===== Raw data =====

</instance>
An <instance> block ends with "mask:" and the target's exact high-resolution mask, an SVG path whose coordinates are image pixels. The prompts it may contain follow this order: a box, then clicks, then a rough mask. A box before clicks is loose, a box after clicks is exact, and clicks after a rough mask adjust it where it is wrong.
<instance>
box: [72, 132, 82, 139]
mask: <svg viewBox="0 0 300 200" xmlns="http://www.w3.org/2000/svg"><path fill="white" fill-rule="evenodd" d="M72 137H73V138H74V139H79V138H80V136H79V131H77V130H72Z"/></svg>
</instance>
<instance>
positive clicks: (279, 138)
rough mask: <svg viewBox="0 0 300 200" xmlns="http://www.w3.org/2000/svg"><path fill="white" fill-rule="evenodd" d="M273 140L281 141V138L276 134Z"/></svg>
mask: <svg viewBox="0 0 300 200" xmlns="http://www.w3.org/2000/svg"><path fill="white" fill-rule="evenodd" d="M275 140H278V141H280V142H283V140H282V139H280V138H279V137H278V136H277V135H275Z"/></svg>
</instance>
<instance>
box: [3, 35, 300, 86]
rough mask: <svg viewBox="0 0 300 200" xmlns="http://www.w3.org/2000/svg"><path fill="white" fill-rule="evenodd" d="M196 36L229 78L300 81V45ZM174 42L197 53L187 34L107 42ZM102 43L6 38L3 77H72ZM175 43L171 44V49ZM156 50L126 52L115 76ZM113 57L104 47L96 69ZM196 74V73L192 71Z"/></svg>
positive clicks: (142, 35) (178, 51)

=====

### Problem description
Send back all of the material exactly as given.

### Answer for this exercise
</instance>
An <instance> block ends with "mask:" and the target's exact high-resolution mask, an SVG path whose coordinates are image pixels. The prompts it may contain follow this order: a box, then clicks, then a rough mask. A box before clicks is loose, a box after clicks is exact, and clicks after a rough mask adjust it where it is wrong.
<instance>
box: [72, 132, 82, 139]
mask: <svg viewBox="0 0 300 200" xmlns="http://www.w3.org/2000/svg"><path fill="white" fill-rule="evenodd" d="M72 137H73V138H74V139H79V138H80V136H79V131H77V130H72Z"/></svg>
</instance>
<instance>
positive clicks: (279, 138)
rough mask: <svg viewBox="0 0 300 200" xmlns="http://www.w3.org/2000/svg"><path fill="white" fill-rule="evenodd" d="M273 140L281 141V138L276 134Z"/></svg>
mask: <svg viewBox="0 0 300 200" xmlns="http://www.w3.org/2000/svg"><path fill="white" fill-rule="evenodd" d="M275 140H278V141H280V142H283V140H282V139H280V138H279V137H278V136H277V135H275Z"/></svg>
</instance>
<instance>
box: [3, 35, 300, 86]
rough mask: <svg viewBox="0 0 300 200" xmlns="http://www.w3.org/2000/svg"><path fill="white" fill-rule="evenodd" d="M196 36L229 78L300 81V45ZM174 42L197 53L187 34L107 42ZM102 43L6 38L3 77H72ZM175 43L171 44V49ZM156 50L126 52L115 76ZM113 57L104 47L96 69ZM196 74V73L192 71Z"/></svg>
positive clicks: (142, 35) (178, 51)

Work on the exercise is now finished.